VORLIEGENDER TEXT →
• • • •

Strom aus regenerativen Quellen

Strom aus regenerativen Quellen

Team Energiewende Bayern: Themenwochen Strom

Führung der KWH im Soyenseekraftwerk

Das Gemeinschaftsprojekt „Team Energiewende Bayern“ des Bayerischen Wirtschaftsministeriums macht das Jahr 2021 zum Jahr der Energiezukunft. Nach den Mobilitätswochen im April gingen die Themenwochen im Juli in die zweite Runde: von 12. bis 25. Juli hieß es nun »Strom – im Team die Energiezukunft elektrisieren«. Für eine klimaneutrale Energiezukunft muss jeder Einzelne seinen Beitrag leisten und Teil des Teams werden.

• • • •

AUFGABE 1 →
Prüfen Sie für jede Aussage, ob sie mit dem Textauszug übereinstimmt: (a) Die Mobilitätswochen fanden im April statt. (b) Die Themenwochen Strom dauerten vom 12. bis 25. Juni. (c) Das Projekt wird vom Bayerischen Umweltministerium getragen. Antworten Sie jeweils mit Ja oder Nein und zitieren Sie die entscheidenden Worte.
AUFGABE 2 →
Nennen Sie alle Zahlen, die im Textauszug in Ziffern geschrieben stehen, in der Reihenfolge ihres Auftretens.
AUFGABE 3 →
Bearbeiten Sie den Textauszug von „Das Gemeinschaftsprojekt „Team“ bis einschließlich „des Teams werden.“, indem Sie „Themenwochen“ durch „Aktionswochen“ ersetzen, und geben Sie diese Stelle wieder.

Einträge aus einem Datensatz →
• • • •

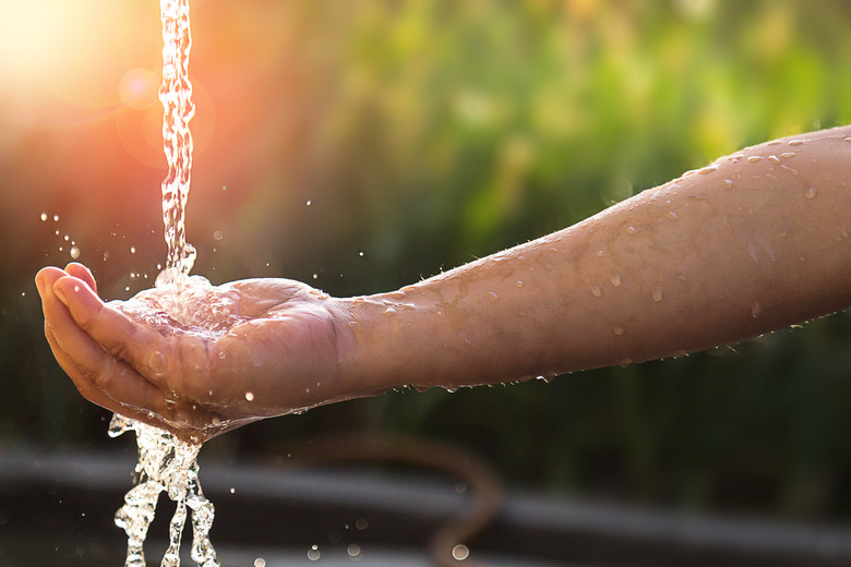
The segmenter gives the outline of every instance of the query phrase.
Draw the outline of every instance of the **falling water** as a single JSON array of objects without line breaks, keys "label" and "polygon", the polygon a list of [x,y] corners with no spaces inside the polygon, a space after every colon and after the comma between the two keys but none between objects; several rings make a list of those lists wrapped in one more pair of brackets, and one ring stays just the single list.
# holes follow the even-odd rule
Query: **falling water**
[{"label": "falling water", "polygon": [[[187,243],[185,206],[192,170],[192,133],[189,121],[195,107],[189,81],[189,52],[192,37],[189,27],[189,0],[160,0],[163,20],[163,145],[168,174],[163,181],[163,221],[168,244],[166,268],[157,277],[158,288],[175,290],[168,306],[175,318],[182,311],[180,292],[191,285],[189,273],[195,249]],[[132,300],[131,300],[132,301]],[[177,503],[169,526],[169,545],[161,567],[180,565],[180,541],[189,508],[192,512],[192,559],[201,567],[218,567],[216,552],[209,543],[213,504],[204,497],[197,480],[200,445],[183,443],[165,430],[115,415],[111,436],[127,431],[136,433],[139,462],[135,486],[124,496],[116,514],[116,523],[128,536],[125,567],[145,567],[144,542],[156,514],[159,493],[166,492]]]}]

• • • •

ENDERGEBNIS 1 →
(a) Ja: „Nach den Mobilitätswochen im April“
(b) Nein: „von 12. bis 25. Juli“
(c) Nein: „des Bayerischen Wirtschaftsministeriums“

ENDERGEBNIS 2 →
2021, 12, 25

ENDERGEBNIS 3 →
Das Gemeinschaftsprojekt „Team Energiewende Bayern“ des Bayerischen Wirtschaftsministeriums macht das Jahr 2021 zum Jahr der Energiezukunft. Nach den Mobilitätswochen im April gingen die Aktionswochen im Juli in die zweite Runde: von 12. bis 25. Juli hieß es nun »Strom – im Team die Energiezukunft elektrisieren«. Für eine klimaneutrale Energiezukunft muss jeder Einzelne seinen Beitrag leisten und Teil des Teams werden.